● Items
--- BEGIN ---

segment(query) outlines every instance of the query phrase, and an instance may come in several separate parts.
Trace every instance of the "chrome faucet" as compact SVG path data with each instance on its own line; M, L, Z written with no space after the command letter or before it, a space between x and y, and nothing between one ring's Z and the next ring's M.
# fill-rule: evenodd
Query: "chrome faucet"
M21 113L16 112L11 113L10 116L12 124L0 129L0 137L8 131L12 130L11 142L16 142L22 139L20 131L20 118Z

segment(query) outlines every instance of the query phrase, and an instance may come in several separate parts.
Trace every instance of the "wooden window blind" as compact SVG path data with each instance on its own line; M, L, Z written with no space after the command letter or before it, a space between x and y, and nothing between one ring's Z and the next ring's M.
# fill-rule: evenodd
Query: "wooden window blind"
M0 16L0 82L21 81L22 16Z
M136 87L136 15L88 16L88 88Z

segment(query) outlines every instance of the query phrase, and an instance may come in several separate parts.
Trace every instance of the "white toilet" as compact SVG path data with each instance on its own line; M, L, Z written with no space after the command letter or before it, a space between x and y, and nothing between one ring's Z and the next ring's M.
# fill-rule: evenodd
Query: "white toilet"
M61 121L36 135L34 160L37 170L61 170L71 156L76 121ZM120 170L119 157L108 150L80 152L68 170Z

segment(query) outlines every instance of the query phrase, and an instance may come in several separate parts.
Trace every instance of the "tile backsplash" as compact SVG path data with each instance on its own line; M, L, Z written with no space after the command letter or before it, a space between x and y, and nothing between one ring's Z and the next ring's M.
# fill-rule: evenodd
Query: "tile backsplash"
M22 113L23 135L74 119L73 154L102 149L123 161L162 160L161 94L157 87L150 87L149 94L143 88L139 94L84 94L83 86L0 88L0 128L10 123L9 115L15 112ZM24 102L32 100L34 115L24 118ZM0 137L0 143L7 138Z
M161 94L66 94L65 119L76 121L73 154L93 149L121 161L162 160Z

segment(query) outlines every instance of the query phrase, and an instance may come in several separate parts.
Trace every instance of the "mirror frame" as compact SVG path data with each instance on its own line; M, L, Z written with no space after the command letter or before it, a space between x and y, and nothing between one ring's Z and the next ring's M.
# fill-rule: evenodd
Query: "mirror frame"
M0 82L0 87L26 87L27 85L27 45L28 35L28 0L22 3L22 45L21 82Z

--- END ---

● What you should do
Give every line of all the items above as a numbered list, leaving out the blank lines.

● Answer below
1. segment(query) outlines every instance of the query phrase, and an instance may come in several separate parts.
2. Trace every instance of the "chrome faucet" as compact SVG path data with each instance on its own line; M, L, Z written with no space after the command letter or before it, a space between x and y, and nothing between one ring's Z and the next ring's M.
3. # fill-rule: evenodd
4. Query: "chrome faucet"
5. M21 113L16 112L11 113L10 116L12 124L0 129L0 137L8 131L12 130L11 142L16 142L22 139L20 131L20 118Z
6. segment(query) outlines every instance of the query phrase, and an instance may come in several separate parts.
7. Trace every instance of the "wooden window blind" as compact SVG path data with each instance on its own line; M, L, Z written with no space after the command letter or before it, a space between x and y, and nothing between one ring's Z and the next ring's M.
8. # fill-rule: evenodd
9. Query: "wooden window blind"
10. M0 16L0 82L21 81L22 16Z
11. M136 87L136 15L88 16L88 88Z
12. segment(query) outlines every instance of the query phrase, and an instance may come in several separate parts.
13. Trace every instance of the "white toilet" as compact SVG path data with each instance on its own line; M, L, Z written with no space after the command letter or before it, a space between x and y, and nothing between one ring's Z and the next ring's M.
14. # fill-rule: evenodd
15. Query: "white toilet"
16. M61 121L36 135L34 160L37 170L61 170L71 156L76 121ZM120 170L119 157L108 150L80 152L68 170Z
17. segment(query) outlines every instance of the query phrase, and an instance may come in several separate parts.
18. Trace every instance of the "tile backsplash" as compact SVG path data with each instance on its own line; M, L, Z written with no space after the command letter or before it, a space between x and y, and nothing between one ring's Z and the next ring's M.
19. # fill-rule: evenodd
20. Query: "tile backsplash"
21. M22 113L23 135L74 119L73 154L102 149L123 161L162 160L161 94L157 87L150 87L149 94L143 88L139 94L84 94L83 86L0 88L0 128L10 123L9 115L15 112ZM24 102L32 100L34 115L24 118ZM0 137L0 143L7 138Z
22. M161 94L66 94L65 119L76 121L73 154L93 149L121 161L162 160Z
23. segment(query) outlines every instance of the query phrase, and an instance may come in several separate parts.
24. Trace every instance of the "mirror frame" as compact SVG path data with each instance on its own line; M, L, Z written with no space after the command letter or before it, a space between x and y, and nothing between one ring's Z and the next ring's M.
25. # fill-rule: evenodd
26. Query: "mirror frame"
27. M0 82L0 87L26 87L27 85L27 45L28 35L28 0L22 3L22 45L21 82Z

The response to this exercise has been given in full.